= SOURCE TEXT =
>>
# First Attempt



## ericsdaweedman (May 27, 2007)

Ok guys this is my first attempt. I wish i would of found you guys before i started growing so im gonna start out from today and how they look today. hopefully someone can give me a idea of how long they been growing/. i know atleast 3 weeks lol. well here is todays picture

all i do is water them when the soil feels a little dry and leave them outside lol. thats it so ok im gonna keep a daily look out for it. daily pictures i mean.

eric


----------



## Stoney Bud (May 27, 2007)

Having more than one plant per/container is a no-no for growing weed in containers.

The roots will become entangled and could cause problems later.

I would suggest that you transplant them into thier own containers soon.

Good luck man!


----------



## bombbudpuffa (May 27, 2007)

They're beautiful and I agree with stoney.


----------



## ericsdaweedman (May 27, 2007)

ok so if the roots break the plant = worthless ?? or what?


----------



## DBIRDdankz (May 27, 2007)

Its fairly easy to do, just be careful and move your soil out slowly until youve found the little dirt nug filled with roots.  Then you just transplant the whole thing carefully...


----------



## trillions of atoms (May 27, 2007)

i plant three to four in a container for hauling into the woods, i use 8 inch containers and put two in a large backpack used for hiking. they dont get crushed and there easy to handle.if they get large and are all still in the same container then they will feel more transplant shock the older they are so remember that. sometimes planting in multiples in single containers is a good thing. to fully grow them out....no. only if you have enough medium and a large enough container.  pretty plants tho, hope they do well for you!


----------



## Dizoelio (May 27, 2007)

Looks a little yellowy in the center... you didn't nute them yet did you?


----------



## ericsdaweedman (May 28, 2007)

no im wondering when should i clip them because there getting up there a lil bit,.


----------



## ericsdaweedman (May 28, 2007)

ok i got a question..

By looking at my updated photos is there anyone that could give me a approx age of these? 

also when should i notice male or female?

if male ... should i still grow? someone told me they dont get buds on em.


but i dont believe that im gonna grow em anyway hopefully get a good hit.

eric


----------



## ericsdaweedman (May 28, 2007)

no 1


----------



## ericsdaweedman (May 29, 2007)

May 29th pictures

A bird **** on my plants lmao so i took a little water and got a majority of it off but ok thats that..

Sorry no pictures from the 28th because it was my sisters birthday.

I have noticed that they have got 3 inches taller than the 25th so i think there doing ok.

Little yellow in middle but rest is great.

Great smell and everything.


----------



## Ganjagrower154 (May 29, 2007)

Ya dude you should get them in seperate containers keeping them together like that can stunt there growth


----------



## trillions of atoms (May 29, 2007)

the "yellowing" in the center is healthy fast growth...more like a neon greenish if its the good growth. as long as the leaves themselves dont start to yellow entirely then you wont have to worry about feeding until then, and it will occur on the smaller, older leaves first.
<<
= ITEMS =
>>
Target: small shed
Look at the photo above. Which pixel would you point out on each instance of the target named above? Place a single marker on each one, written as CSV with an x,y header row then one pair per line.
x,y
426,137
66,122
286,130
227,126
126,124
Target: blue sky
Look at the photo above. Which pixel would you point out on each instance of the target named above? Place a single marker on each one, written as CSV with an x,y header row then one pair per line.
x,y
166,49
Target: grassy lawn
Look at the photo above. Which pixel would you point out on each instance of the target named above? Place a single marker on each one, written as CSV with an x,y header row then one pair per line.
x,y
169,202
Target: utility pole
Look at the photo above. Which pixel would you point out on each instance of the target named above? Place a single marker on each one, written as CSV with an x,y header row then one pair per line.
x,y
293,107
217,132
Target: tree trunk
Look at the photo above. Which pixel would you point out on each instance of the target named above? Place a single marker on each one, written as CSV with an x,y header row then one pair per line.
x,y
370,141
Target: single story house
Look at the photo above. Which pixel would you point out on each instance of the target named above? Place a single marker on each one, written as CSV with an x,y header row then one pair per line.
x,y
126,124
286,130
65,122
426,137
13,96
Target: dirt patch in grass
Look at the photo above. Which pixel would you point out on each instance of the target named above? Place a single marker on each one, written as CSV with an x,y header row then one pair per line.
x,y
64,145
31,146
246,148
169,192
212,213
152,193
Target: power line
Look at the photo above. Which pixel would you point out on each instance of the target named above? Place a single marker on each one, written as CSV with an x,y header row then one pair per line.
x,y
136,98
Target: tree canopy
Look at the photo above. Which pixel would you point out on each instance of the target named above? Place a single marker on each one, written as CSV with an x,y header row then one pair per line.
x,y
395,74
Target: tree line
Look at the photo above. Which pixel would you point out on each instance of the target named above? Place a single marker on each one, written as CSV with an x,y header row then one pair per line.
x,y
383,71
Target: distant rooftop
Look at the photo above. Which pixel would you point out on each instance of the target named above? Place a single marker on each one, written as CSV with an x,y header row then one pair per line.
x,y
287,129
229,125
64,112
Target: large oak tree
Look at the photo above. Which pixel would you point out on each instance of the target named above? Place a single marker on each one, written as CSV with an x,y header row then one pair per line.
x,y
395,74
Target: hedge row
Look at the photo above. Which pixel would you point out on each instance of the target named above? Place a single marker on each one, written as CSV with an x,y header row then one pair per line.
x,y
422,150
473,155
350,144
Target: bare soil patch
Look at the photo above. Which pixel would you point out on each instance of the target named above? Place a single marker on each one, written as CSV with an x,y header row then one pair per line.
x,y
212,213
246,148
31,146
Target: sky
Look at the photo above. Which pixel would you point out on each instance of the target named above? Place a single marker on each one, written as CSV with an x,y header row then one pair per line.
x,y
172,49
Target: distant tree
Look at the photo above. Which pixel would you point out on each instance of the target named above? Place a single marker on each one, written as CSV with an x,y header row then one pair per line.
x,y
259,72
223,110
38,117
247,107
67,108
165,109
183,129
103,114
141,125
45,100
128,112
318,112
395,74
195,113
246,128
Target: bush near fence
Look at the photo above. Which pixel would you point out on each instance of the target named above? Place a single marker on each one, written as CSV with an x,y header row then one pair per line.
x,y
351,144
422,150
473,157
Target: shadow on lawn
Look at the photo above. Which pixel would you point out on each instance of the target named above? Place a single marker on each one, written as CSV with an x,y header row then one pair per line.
<<
= PROBLEMS TO SOLVE =
1 – From the plant-growing thread, return the passage that opens with the words containing "all i do is" and closes with "Bud (May 27, 2007)".
2 – Answer these from the plant-growing thread:
(a) In the May 29 post, how much taller have the plants grown since the 25th?
(b) What size containers does trillions of atoms use for hauling plants into the woods?
(c) Why were there no pictures from the 28th?
3 – Continue the plant-growing thread from where it stops.
The data above comes from a separate source.

= THE RESULTS =
1 –
all i do is water them when the soil feels a little dry and leave them outside lol. thats it so ok im gonna keep a daily look out for it. daily pictures i mean.

eric


----------



## Stoney Bud (May 27, 2007)

2 –
(a) 3 inches
(b) 8 inch containers
(c) It was the poster's sister's birthday.

3 –
dont overwater them, and you should see signs of sex in a couple months....when the cycles change back into flowering. if you plan to grow them all the way out then put them in bigger containers seperated or get them all inground before they get to hard to transport to the grow site safely.


----------



## ericsdaweedman (May 29, 2007)

Ok thanks im going to transplant them into there own pots Tommorow and post pictures.


----------



## ericsdaweedman (May 30, 2007)

Okay mission completed.

just got done transplanting them into different containers.

Now i have a question?

Is it usual that they look like there gonna die after u transplant them or what? Because im gonna post pictures to let u see..

I hope there kewl.. 

None of the rooots were tangles so i thought that was great...

Edit * I think the 3rd one is gonna be the only one that survives hopefully all of em.


----------



## DLtoker (May 30, 2007)

They are just feeling a bit stressed from the move .  They should perk up very soon!


----------



## ericsdaweedman (May 30, 2007)

Sweet Thx dude.

I went and took a look at them a min ago and there getting good sunlight and have enuff water so hopefully they shoot back up.


----------



## ericsdaweedman (May 31, 2007)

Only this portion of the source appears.